PROBLEMS AND TASKS:
1. Could you retype the Armory lease article word for word, beginning at "Terms of the" and stopping after "the provided lease."?
2. How would the article about the Somerville Armory tenants go on? Write what comes next after its final sentence.

Leases seem to evict Armory arts tenants Dec. 31, leaving confusion and anger at Somerville silence
Despite assurances by a Somerville official that the city would work with tenants of its Armory arts building not “to dismantle [it but] to make it work,” leases were sent Thursday that suggests all will be homeless as of Dec. 31.
While tenants expressed hope that it was just a first step to be followed by a lease renegotiation process, several described a lack of communication that left them not knowing what to expect and, in the words of one who asked not to be named, “not sure what is true.”
Somerville took the building in May from Cambridge’s Sater family with a City Council-approved $5 million eminent domain land taking. The seizure was to “preserve the facility for arts uses” after hearing the Saters might convert the 191 Highland Ave. building to business uses amid money troubles brought on by pandemic lockdowns.
Tenants such as the Out of the Blue Art Gallery were concerned immediately that the city would evict them, if only for other artists with better connections among Somerville Arts Council members, but George Proakis, executive director of community development for Somerville, offered official assurances that “there’s incredibly interesting things going on in the Armory, and there’s no interest in changing the nature of that. Our goal is to figure out how to make that thrive.”
Terms of the lease
Still, on Thursday leases arrived at the Armory building telling tenants that whatever contracts under the Saters said, they could stay only until Dec. 31. Overstaying the lease would cost $300 a day, based on a copy of the lease provided by Out of the Blue’s Parama Chattopadhyay for review. Other tenants confirmed Friday that their leases were similar, including a clause barring subleases that might affect a sheet music business within the Acoustic Strings of New England rental service and at least one other office.
If there’s a legal clash over an Armory tenancy that causes the city to hire an attorney, it’s the tenant who “will pay the fee of such attorney, all court costs and constable charges,” according to the provided lease.
The new lease preempts one Chattopadhyay said she had with the Saters that ran for an additional two years, though it does not raise the amount that the gallery must pay monthly.
“No one knows what they’re doing”
There was no mention of renegotiations, Chattopadhyay said, and lengthy efforts to talk with Proakis, Somerville Arts Council executive director Gregory Jenkins and others had met with silence.
“I’ve been trying to connect with them for the last two months. I’ve given up,” Chattopadhyay said.
Another tenant said they expected that the lease was a precursor to a renegotiation process, possibly in September, that might be used to redefine who gets to rent. In the meantime, the building has not been cleaned or maintained, the tenant said, and no one at the city seems to be in charge or available to talk. “No one knows what they’re doing,” the tenant said.

DATA RECORDS:
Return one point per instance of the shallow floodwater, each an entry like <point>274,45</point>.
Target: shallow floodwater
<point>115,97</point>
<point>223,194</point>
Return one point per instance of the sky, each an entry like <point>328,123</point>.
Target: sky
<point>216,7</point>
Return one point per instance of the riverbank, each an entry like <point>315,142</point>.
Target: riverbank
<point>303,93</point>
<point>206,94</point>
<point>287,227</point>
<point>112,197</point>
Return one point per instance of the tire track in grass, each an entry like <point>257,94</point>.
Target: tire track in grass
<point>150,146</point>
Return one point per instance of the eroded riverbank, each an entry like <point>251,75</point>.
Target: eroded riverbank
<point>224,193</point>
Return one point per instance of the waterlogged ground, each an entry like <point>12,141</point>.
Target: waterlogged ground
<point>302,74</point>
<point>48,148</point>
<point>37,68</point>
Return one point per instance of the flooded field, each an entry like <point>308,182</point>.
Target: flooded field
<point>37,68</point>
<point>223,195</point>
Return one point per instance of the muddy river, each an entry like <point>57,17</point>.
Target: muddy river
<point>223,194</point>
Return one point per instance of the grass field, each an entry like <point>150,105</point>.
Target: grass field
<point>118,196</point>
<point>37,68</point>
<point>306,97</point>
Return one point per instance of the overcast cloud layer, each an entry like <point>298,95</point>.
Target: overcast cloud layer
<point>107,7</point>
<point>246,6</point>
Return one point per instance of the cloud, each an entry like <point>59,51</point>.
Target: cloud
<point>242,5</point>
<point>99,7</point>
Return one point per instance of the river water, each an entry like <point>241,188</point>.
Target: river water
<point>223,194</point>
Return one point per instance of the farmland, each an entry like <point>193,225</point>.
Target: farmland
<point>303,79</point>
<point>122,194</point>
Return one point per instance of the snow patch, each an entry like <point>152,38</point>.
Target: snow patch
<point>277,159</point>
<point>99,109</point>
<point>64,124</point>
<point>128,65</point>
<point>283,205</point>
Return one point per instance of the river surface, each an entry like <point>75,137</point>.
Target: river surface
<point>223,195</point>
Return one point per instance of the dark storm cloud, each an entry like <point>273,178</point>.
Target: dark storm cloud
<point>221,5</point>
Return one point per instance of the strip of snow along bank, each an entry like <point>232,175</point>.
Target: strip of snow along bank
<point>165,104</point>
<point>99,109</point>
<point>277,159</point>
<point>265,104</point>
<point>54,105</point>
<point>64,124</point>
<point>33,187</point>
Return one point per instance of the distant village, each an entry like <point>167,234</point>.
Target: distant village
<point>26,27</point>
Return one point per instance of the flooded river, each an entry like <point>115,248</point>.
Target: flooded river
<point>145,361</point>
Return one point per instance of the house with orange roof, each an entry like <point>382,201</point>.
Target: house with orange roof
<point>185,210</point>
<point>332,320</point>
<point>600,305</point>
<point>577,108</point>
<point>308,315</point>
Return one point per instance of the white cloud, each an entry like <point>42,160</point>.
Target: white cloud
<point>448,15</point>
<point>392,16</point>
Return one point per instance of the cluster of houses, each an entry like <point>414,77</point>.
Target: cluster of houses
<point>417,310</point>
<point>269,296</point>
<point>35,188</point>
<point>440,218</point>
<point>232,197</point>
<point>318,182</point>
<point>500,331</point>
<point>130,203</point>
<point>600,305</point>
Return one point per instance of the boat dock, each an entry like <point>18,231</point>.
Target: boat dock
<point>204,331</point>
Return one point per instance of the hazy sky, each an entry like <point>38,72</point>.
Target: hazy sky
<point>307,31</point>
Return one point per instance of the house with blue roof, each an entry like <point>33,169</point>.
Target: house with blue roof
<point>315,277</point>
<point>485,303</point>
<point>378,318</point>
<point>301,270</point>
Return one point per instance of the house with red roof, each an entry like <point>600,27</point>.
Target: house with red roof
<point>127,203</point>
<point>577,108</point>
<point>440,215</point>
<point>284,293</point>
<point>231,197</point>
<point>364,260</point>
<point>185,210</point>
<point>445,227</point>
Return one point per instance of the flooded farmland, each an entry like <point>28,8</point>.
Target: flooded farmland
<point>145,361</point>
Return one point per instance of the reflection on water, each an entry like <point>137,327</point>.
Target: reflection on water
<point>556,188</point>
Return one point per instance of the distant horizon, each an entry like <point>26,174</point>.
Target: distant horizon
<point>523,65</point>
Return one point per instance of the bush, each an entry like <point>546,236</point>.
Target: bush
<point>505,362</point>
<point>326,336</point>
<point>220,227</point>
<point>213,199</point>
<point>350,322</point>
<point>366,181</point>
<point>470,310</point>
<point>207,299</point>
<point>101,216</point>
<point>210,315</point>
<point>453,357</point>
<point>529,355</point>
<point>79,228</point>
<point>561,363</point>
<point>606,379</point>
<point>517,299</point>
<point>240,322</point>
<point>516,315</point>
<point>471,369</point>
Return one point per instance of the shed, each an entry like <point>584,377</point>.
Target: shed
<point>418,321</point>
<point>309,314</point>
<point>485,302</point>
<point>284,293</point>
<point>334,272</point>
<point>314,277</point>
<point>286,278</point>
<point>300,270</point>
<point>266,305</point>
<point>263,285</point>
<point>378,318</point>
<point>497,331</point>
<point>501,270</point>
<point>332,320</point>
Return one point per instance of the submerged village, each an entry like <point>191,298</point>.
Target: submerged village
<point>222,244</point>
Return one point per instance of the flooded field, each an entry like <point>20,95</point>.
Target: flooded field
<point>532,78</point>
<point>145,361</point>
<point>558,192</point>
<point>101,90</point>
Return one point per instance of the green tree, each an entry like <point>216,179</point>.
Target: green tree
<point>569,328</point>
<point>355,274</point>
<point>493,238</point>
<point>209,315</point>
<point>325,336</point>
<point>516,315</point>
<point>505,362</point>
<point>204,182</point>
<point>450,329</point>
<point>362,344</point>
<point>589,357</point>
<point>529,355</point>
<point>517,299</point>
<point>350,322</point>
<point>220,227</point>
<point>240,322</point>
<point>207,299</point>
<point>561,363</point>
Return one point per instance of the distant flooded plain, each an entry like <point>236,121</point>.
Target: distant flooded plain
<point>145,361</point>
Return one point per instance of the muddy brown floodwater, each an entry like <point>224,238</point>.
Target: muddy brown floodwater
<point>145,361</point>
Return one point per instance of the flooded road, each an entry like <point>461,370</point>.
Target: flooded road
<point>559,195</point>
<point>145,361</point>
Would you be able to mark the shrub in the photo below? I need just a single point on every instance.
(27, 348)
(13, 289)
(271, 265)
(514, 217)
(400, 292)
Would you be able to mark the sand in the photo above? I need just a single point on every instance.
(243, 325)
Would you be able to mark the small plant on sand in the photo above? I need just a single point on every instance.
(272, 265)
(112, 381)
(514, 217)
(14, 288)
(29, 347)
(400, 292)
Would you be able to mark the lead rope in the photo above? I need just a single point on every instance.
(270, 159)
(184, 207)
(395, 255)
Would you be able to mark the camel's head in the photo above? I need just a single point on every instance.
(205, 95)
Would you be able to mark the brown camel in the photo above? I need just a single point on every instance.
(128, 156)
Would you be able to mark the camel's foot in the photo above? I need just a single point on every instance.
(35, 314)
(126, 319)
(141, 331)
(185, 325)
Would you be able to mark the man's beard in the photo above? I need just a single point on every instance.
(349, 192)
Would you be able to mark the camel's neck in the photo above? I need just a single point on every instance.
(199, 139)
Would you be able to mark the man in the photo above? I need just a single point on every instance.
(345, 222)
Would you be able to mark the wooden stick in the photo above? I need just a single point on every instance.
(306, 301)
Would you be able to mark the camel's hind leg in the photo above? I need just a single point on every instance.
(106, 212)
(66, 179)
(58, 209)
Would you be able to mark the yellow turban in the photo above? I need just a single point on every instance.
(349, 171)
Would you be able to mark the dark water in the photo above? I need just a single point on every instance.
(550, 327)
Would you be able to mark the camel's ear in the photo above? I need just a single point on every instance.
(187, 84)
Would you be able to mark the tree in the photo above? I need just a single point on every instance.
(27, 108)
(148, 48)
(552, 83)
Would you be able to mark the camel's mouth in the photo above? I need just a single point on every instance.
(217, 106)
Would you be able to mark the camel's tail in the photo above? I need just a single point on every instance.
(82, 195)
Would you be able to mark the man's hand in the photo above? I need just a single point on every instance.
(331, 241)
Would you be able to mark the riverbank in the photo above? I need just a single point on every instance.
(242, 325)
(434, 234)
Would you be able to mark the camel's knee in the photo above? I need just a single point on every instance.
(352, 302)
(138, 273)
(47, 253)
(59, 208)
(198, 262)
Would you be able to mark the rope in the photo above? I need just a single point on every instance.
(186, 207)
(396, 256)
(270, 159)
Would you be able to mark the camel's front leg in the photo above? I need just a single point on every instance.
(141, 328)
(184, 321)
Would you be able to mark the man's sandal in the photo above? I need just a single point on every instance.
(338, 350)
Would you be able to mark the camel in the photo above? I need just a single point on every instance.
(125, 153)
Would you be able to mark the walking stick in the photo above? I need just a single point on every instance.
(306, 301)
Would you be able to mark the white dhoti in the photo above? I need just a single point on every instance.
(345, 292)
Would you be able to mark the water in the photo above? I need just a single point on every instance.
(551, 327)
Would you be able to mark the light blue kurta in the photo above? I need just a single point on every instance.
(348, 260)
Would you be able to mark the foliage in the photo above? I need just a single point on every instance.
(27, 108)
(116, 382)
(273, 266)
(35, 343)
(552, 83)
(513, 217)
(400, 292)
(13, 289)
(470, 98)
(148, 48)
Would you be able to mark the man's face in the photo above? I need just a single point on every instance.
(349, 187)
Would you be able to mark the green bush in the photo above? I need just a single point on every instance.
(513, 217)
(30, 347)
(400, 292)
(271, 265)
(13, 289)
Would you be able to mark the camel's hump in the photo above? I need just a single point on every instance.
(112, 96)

WRITTEN RESPONSES:
1.
Terms of the lease
Still, on Thursday leases arrived at the Armory building telling tenants that whatever contracts under the Saters said, they could stay only until Dec. 31. Overstaying the lease would cost $300 a day, based on a copy of the lease provided by Out of the Blue’s Parama Chattopadhyay for review. Other tenants confirmed Friday that their leases were similar, including a clause barring subleases that might affect a sheet music business within the Acoustic Strings of New England rental service and at least one other office.
If there’s a legal clash over an Armory tenancy that causes the city to hire an attorney, it’s the tenant who “will pay the fee of such attorney, all court costs and constable charges,” according to the provided lease.

2.
A post on social media about the situation by Chattopadhyay drew considerable attention Thursday, including a reader’s call for Somerville Arts Council members to respond that went unheeded. An email sent through the city’s director of communications and community engagement, Denise Taylor, went unanswered Thursday and into Friday, when Taylor explained that City Hall business had been disrupted by severe weather warnings after a tropical storm threatened flash floods and even a tornado.
Art throughout the Armory
Tenants of the Armory building range from Dead Moon Audio to the poetry-focused Červená Barva Press we well as the Great Way Wellness Center and John Lavoie Training fitness studio. Out of the Blue moved into the Armory in February, seeming to find a permanent home after a 21-year run in Cambridge ended in 2017. Chattopadhyay is in a unique situation in the building as its sole live-work tenant – a situation she said was set up by the Saters with the idea that she would hang gallery art throughout the building.
“This was a very special thing for me. And I wanted to give back to the tenants that I love here,” Chattopadhyay said. “I’m so grateful. And now it’s just being thrown away.”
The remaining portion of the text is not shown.